### Stated exercise 1
In the blog post below, condense the paragraph that begins "My problem is that I tend to tell stories" into two short sentences that keep its main facts.

### Supplied passage

Posted on 11:07 by pollard
I'm finding myself with a lack of blog topics; I spent the weekend reading a ton of stuff for my job, without anything amusing coming up along the way.

I haven't seen a movie in what feels like ages, though the only thing out there I'm truly tempted by is "Jackass Number 2" (seriously), though since my wife refuses to see it I may have to take it in sometime this week while she's at work.

If I do, rest assured, I'll blog about it.

Last night I finally curled up with the rewrite of my supernatural thriller again, after not touching it for a few days. On the agenda was one of the notes that everyone gave me: beef up the villain.

My problem is that I tend to tell stories the same way -- I pick a central character, and as the tale goes along they are in every scene. Thinking back, this hasn't varied much; my frozen-time script is the only one that really breaks this mold, because it has two main characters who are apart for stretches.

The horror script I have been noodling around with jumps around from characters a lot, and the teen ensemble comedy I once did a lot of notes on them put into hibernation would be, if I write it, a real stretch -- think "Dazed and Confused" in the way that it constantly cuts between a large number of characters' stories.

The incredibly-low-paid-rewrite I recently blogged about was also sort of an ensemble piece, and I think in the long run that might be the best lesson I get from that exercise, about just bouncing around from story to story.

### Materials provided
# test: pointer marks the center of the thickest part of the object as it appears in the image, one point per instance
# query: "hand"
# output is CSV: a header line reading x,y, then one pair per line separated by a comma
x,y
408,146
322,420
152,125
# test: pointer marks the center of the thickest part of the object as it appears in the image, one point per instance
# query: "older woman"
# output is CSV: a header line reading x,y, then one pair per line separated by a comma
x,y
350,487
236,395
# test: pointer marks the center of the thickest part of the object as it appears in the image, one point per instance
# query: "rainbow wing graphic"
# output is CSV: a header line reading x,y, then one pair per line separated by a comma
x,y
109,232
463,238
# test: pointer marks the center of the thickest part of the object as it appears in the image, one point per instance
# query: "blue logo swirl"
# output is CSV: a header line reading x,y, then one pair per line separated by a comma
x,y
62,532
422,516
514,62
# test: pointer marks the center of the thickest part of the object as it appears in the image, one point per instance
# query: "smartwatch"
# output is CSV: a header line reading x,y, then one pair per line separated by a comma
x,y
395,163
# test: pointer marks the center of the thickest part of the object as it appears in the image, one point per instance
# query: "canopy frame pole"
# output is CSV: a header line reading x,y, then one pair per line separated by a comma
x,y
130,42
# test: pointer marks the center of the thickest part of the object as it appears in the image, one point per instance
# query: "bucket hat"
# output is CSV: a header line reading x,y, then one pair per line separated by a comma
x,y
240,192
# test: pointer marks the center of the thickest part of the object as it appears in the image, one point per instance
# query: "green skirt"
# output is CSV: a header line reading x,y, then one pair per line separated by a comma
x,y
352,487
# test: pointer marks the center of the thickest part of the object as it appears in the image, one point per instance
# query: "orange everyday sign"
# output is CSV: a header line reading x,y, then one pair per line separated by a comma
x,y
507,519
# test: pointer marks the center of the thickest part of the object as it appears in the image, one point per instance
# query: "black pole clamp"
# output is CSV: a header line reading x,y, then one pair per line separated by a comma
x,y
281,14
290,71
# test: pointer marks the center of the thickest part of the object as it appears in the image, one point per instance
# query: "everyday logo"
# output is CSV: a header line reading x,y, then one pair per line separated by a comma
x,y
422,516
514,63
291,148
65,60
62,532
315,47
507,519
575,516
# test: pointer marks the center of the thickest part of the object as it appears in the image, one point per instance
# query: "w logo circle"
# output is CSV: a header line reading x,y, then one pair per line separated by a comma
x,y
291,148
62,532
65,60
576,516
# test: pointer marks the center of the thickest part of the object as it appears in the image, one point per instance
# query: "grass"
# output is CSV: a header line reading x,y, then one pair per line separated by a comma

### Stated exercise 2
Find each line in the rows above that contains the word "pole", and copy those lines out.

### Full solution 1
The writer usually tells stories one way, with a single central character who appears in every scene. The frozen-time script is the only real exception, since its two main characters spend stretches apart.

### Full solution 2
# query: "canopy frame pole"
# query: "black pole clamp"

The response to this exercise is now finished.